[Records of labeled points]
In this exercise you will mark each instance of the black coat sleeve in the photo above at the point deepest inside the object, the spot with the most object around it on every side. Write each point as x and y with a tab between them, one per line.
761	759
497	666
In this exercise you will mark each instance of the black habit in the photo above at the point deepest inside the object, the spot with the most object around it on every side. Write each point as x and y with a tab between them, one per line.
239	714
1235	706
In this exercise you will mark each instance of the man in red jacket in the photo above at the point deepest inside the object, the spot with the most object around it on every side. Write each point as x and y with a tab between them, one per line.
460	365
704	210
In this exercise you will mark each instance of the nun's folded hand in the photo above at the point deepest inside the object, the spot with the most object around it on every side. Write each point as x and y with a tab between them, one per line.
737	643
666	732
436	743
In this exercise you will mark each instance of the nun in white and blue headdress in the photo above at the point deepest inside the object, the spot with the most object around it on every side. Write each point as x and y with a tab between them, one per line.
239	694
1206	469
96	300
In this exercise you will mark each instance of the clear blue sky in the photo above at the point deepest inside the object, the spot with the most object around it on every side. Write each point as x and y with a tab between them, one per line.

==

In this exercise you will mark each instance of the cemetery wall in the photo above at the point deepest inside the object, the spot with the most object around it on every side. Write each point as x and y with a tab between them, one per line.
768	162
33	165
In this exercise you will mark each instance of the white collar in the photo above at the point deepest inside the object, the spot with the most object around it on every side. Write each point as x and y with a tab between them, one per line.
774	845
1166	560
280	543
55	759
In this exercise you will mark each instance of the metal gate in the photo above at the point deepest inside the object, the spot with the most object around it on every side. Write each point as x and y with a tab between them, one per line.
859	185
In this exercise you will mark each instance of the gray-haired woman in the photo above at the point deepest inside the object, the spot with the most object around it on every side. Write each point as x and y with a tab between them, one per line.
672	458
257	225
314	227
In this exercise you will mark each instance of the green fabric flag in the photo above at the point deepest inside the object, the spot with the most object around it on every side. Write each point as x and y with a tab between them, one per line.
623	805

== Problem to work on ==
State how many lines in the entries above contain the word "black". Give only the number.

== Exercise result ==
2